── SOURCE DATA

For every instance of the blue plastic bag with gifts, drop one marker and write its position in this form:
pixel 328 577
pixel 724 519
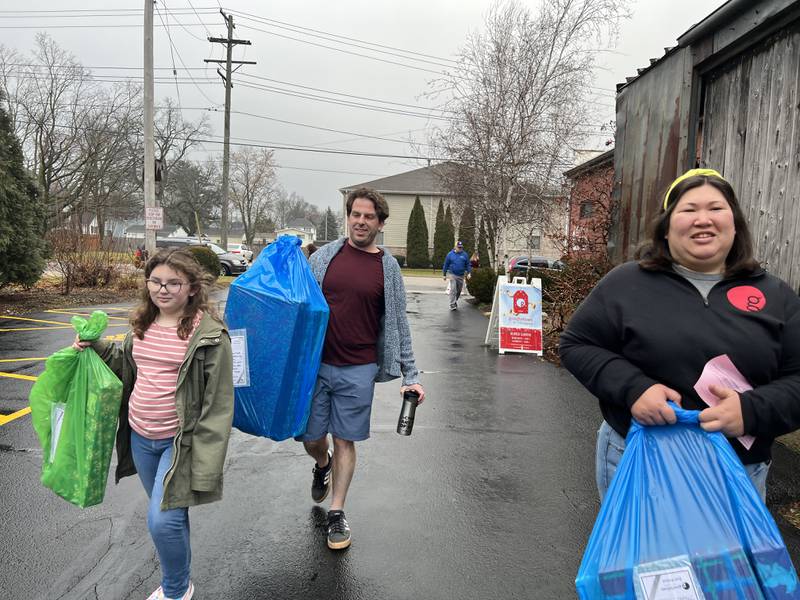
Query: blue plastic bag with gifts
pixel 277 317
pixel 682 520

────

## PROBLEM DETAILS
Set down the data above exactly as written. Omit the pictures.

## TASK OUTPUT
For every instance of the blue plastic bag with gifts, drop one marker and write its position in this form:
pixel 328 577
pixel 724 519
Query: blue plastic bag with gifts
pixel 277 317
pixel 682 520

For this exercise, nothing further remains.